***** GIVEN DATA *****

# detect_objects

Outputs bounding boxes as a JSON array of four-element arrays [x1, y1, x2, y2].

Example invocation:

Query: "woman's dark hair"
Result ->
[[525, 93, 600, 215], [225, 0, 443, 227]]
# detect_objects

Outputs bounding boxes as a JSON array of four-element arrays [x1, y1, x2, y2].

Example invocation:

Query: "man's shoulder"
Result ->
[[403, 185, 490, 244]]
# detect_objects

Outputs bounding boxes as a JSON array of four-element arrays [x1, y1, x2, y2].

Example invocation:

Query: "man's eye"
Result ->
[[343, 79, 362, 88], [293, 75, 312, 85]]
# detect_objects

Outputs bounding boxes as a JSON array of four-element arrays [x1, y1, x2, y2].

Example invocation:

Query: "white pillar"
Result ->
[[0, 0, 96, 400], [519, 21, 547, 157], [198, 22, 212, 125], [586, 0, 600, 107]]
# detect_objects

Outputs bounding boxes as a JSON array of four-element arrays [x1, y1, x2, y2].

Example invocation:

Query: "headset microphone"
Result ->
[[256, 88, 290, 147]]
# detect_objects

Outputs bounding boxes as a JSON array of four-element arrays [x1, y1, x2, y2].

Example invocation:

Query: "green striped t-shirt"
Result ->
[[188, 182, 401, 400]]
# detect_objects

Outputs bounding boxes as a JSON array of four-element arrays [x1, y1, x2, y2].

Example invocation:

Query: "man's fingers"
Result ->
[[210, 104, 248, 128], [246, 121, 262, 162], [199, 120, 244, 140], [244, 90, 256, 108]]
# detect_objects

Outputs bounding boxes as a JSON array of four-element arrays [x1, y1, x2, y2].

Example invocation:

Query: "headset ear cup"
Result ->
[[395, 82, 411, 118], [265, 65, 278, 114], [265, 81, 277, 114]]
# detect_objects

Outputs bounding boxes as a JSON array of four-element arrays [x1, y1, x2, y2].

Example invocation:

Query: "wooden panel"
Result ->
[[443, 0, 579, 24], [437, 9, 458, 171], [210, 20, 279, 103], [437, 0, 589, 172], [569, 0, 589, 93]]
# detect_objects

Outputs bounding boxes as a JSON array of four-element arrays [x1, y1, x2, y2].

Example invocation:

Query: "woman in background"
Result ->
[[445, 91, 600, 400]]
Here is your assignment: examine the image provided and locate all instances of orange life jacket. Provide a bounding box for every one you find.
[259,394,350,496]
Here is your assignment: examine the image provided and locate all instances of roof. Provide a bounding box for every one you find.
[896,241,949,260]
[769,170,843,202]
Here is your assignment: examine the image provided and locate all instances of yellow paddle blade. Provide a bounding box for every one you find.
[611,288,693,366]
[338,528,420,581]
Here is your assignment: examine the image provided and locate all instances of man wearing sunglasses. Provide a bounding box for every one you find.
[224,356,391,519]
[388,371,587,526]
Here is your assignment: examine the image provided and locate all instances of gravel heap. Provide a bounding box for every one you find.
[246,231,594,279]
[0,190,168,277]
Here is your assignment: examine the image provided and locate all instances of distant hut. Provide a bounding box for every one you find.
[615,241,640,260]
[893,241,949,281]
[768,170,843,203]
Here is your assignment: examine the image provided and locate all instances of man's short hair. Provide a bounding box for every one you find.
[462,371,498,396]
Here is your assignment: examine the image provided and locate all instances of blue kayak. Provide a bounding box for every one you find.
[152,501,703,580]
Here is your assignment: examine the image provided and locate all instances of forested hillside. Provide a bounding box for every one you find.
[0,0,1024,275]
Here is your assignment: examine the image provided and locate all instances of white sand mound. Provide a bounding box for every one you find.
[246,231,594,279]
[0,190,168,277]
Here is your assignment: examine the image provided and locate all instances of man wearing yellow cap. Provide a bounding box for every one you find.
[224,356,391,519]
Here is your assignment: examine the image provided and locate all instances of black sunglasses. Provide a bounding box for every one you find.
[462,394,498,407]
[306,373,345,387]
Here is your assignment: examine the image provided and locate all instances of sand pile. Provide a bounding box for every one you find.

*****

■ **TASK DESCRIPTION**
Copy the records from the start through the line containing "[[403, 185, 490, 244]]", both ends included, keeping every line and each request. Increase every bounding-box coordinate in the answers by 77.

■ **ANSWER TO THE EXERCISE**
# detect_objects

Outputs bounding boxes as a JSON array of four-element arrays [x1, y1, x2, y2].

Example invocation:

Query: "woman's dark hair"
Result ->
[[602, 170, 677, 292], [302, 77, 520, 304]]
# detect_objects

Outputs bounding boxes as a JSON array of four-element arrays [x1, y1, x2, y2].

Example invocation:

Query: "man's shoulder"
Result ->
[[480, 262, 567, 321]]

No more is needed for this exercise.